## Problem statement
Reproduce the entire listing below line for line, leaving out any pictures.

## Task input
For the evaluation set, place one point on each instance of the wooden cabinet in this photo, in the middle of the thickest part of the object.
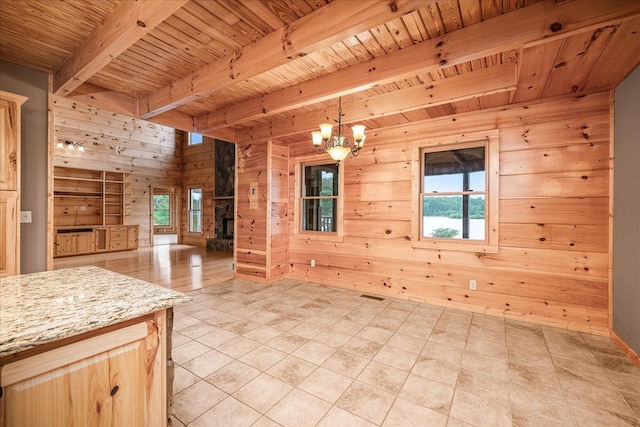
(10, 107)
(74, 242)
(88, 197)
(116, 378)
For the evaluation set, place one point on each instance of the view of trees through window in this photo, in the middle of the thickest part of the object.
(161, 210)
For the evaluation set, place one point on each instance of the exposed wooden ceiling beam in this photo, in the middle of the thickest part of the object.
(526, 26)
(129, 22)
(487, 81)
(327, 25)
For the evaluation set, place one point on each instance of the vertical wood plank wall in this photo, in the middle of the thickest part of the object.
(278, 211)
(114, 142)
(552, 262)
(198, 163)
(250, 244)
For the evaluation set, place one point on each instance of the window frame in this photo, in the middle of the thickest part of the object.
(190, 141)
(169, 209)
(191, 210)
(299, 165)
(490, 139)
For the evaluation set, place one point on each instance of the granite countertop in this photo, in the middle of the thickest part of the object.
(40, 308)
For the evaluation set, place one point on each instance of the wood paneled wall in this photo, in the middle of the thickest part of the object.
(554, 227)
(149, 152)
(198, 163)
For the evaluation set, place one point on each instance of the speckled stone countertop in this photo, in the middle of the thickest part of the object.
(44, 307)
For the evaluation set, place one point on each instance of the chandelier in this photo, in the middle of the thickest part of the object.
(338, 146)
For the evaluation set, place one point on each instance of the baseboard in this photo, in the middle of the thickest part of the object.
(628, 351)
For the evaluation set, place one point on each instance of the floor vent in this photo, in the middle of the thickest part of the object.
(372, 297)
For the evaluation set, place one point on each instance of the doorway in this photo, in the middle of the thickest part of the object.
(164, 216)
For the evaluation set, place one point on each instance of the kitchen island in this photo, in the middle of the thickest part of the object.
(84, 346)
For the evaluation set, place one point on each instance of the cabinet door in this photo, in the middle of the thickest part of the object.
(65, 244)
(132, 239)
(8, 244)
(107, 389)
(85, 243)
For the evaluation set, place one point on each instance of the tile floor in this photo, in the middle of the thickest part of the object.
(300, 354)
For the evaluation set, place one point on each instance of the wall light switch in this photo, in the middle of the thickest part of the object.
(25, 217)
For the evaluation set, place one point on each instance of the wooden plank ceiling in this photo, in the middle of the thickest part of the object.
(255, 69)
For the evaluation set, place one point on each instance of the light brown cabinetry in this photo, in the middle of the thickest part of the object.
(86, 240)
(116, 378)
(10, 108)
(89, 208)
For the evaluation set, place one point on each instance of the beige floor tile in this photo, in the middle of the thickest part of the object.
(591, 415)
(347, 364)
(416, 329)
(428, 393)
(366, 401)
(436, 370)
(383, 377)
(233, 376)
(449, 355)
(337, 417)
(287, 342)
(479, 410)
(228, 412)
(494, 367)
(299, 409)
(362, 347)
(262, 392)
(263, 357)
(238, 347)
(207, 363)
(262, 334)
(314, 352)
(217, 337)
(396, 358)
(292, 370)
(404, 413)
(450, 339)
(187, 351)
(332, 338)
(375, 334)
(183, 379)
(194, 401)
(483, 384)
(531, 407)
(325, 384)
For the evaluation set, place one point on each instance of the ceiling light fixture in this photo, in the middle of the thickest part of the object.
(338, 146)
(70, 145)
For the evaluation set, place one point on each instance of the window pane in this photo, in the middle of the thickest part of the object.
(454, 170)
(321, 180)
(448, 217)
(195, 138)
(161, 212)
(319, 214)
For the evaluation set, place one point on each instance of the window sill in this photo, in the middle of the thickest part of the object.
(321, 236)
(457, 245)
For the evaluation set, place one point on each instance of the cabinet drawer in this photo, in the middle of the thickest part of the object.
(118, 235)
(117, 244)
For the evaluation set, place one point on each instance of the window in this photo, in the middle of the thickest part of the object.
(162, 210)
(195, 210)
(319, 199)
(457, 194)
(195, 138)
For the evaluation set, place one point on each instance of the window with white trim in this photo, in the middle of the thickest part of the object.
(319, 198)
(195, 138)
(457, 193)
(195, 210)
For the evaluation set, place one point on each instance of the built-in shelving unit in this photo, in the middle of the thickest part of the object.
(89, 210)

## Exercise result
For the evaluation set, place one point on each instance of the wooden cabinet in this photo, in the middle of the thickest part of the object.
(10, 107)
(74, 242)
(88, 197)
(116, 378)
For the evaluation set, place one point on each instance of the view of trees through window in this photo, in the middle of the thickest part of the object.
(161, 210)
For the evaluation set, place one point on each instance of the exposed wooden ceiling beam in this photo, in the middle of the thickest part of the object.
(526, 26)
(129, 22)
(487, 81)
(327, 25)
For the evaluation set, place one point on each instance of the vertical wood plank wall in this photo, in the middle of the thickest part of the object.
(278, 211)
(114, 142)
(552, 262)
(198, 163)
(250, 244)
For the evaluation set, place one point on each instance of the window frame in this photo, in the middle of the thickest part of the object.
(190, 141)
(169, 209)
(191, 210)
(299, 165)
(490, 139)
For the evaluation set, place one point on each instance of the granite countertop in this photo, in the middle of the thickest part of the object.
(40, 308)
For the evaluation set, place one point on each instance of the wood paneled wall in this photo, in the middle of the thickest part of the object.
(554, 227)
(149, 152)
(198, 163)
For the evaluation set, place one point on each instance of the speckled stone countertop in this photo, in the middle of the thickest part of the object.
(44, 307)
For the evaluation set, place one point on each instance of the chandelier in this photo, in the middle of the thickest part of the object.
(338, 146)
For the evaluation set, place one point on each instance of the baseboard in this photo, in the middle of the thickest part of the object.
(628, 351)
For the evaluation set, place one point on each instance of the floor vent in this photo, in the middle of the thickest part of the object.
(372, 297)
For the evaluation set, place one point on each instance of the doorway in this photo, in the middle of the thickest part of the object.
(164, 216)
For the evaluation set, place one point on each instance of the kitchen island in this photo, in the middle of the thickest part of the object.
(84, 346)
For the evaluation set, place one point on each instance of the cabinet door in this photo, in the middle of the thickest part of the object.
(65, 244)
(132, 239)
(8, 244)
(107, 389)
(85, 243)
For the evaluation set, place one point on each instance of the tile floor in this photo, in the middle of the thickest part of the object.
(300, 354)
For the evaluation set, place one point on each instance of the wall light switch in this photo, in the middle of the thickest part of the object.
(25, 217)
For the evaluation set, place one point on each instance of the wooden plank ceiling in this photo, in the middle of the thickest part of the object.
(255, 69)
For the evaluation set, place one point on each instance of the light brown cabinetry in this photo, in the middle of the thickest part of the object.
(86, 240)
(116, 378)
(10, 108)
(89, 208)
For the evaluation set, place one point on each instance of the beige floor tile in this photo, in the middle of the thickest part of the object.
(591, 415)
(347, 364)
(416, 329)
(428, 393)
(366, 401)
(436, 370)
(383, 377)
(233, 376)
(449, 355)
(337, 417)
(287, 342)
(479, 410)
(228, 412)
(494, 367)
(299, 409)
(362, 347)
(262, 392)
(263, 357)
(238, 347)
(207, 363)
(262, 334)
(314, 352)
(217, 337)
(396, 358)
(292, 370)
(404, 413)
(450, 339)
(187, 351)
(332, 338)
(375, 334)
(183, 379)
(194, 401)
(483, 384)
(531, 407)
(325, 384)
For the evaluation set, place one point on each instance of the ceiling light fixture in this photo, in the middle of the thickest part of the object.
(338, 146)
(70, 145)
For the evaluation set, place one point on each instance of the window pane in this photo, in the middle of the thickest part of the object.
(454, 170)
(321, 180)
(448, 217)
(195, 138)
(161, 212)
(319, 214)
For the evaluation set, place one point on each instance of the window sill in this photo, in the middle of the thickest part of the object.
(321, 236)
(457, 245)
For the evaluation set, place one point on each instance of the cabinet drawer in this photo, in the middle of the thickest part of the object.
(118, 235)
(117, 244)
For the evaluation set, place one point on each instance of the window in this photo, in the middle of the thickest part of the object.
(162, 210)
(195, 210)
(319, 199)
(457, 194)
(195, 138)
For the evaluation set, place one point on each instance of the window with white trim in this photo, in the middle of the thickest part of the object.
(319, 198)
(195, 138)
(457, 193)
(195, 210)
For the evaluation set, place one point on each instance of the built-in shelving unit in this photo, in the middle of the thickest part of the object.
(89, 210)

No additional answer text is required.